▸ **Supplied passage**

- - -

The great ubiquity of the Unification church is that like other Eastern-origin cults, it renders helpless, if not entirely useless, this Western dualism. It is a movement without boundaries, expressing belief systems at once political and theological, outlining premises for political action and religious realignment. Western Christendom has endured and survived a variety and host of economic and political systems so that it is able to cope with the present moment in political time far easier than with a movement like the Unification church.
Here we come to the primary reason why the Unification Church has elicited such enormous concern and consternation: the movement articulates a classical anticommunist standpoint and at the same time reasserts the need for traditional, theological verities. The Reverend Moon is a fundamentalist with a vengeance: he has a belief system that admits of no boundaries or limits, an all-embracing truth. His writings exhibit a holistic concern for the person, society, nature, and all things embraced by the human vision. In this sense the concept underwriting the Unification church is apt, for its primary drive and appeal is unity, urging a paradigm of essence in an overly complicated world of existence. It is a ready-made doctrine for impatient young people and all those for whom the pursuit of the complex has become a tiresome and fruitless venture. If there is any message in Moon’s own statements and in those of his articulate interpreters, like Frederick Sontag, it is simply the need for a vision that somehow restores meaning to events. It is a rearguard attack on a positivist tradition of truth without meaning, existence without essence, and facts without interpretation.
The metaphysical appeal provides a direct assault upon the Judeo-Christian tradition; indeed that tradition accepted limits to the role of religion in society. For the purposes of its own survival it put some distance between the everyday events of the world and the transcendental meaning of life reserved for sabbath. The institutionalization of most Western religions depends heavily on this maintenance of boundaries between the sacred and profane, divine experience and daily activities.
In the past most conventional Western religions have been able to turn back without entirely suppressing mystical challenges. Indeed the fact that most challenges were mystic made them vulnerable to the rationalistic religions of the West. But because the Unification church and the Reverend Moon come forth as both a social movement and a civic movement, they are able to translate its theological mysticism into events, or at least participation in those events. And for that reason the Unification church enters world history as neither rationalistic nor mystic but rather as some strange conglomeration of the two fused by the sensuous events of world politics.

- - -

▸ **Data lines**
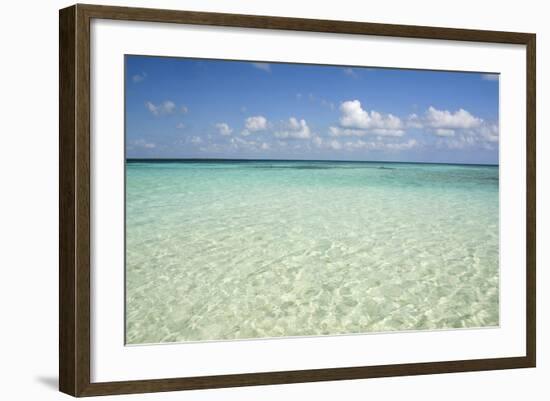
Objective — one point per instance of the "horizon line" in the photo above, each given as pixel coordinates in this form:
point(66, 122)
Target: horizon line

- - -

▸ **Stated task**
Condense the paragraph of the Unification church passage that begins "The metaphysical appeal provides", keeping its main facts. You can set the material aside; nothing here depends on it.

▸ **Result**
The metaphysical appeal directly attacks the Judeo-Christian tradition, which accepted limits to religion's role in society. To survive, that tradition kept everyday events apart from the transcendental meaning of life, reserving the latter for the sabbath. Most Western religions depend on this boundary between sacred and profane, divine experience and daily activities, to stay institutionalized.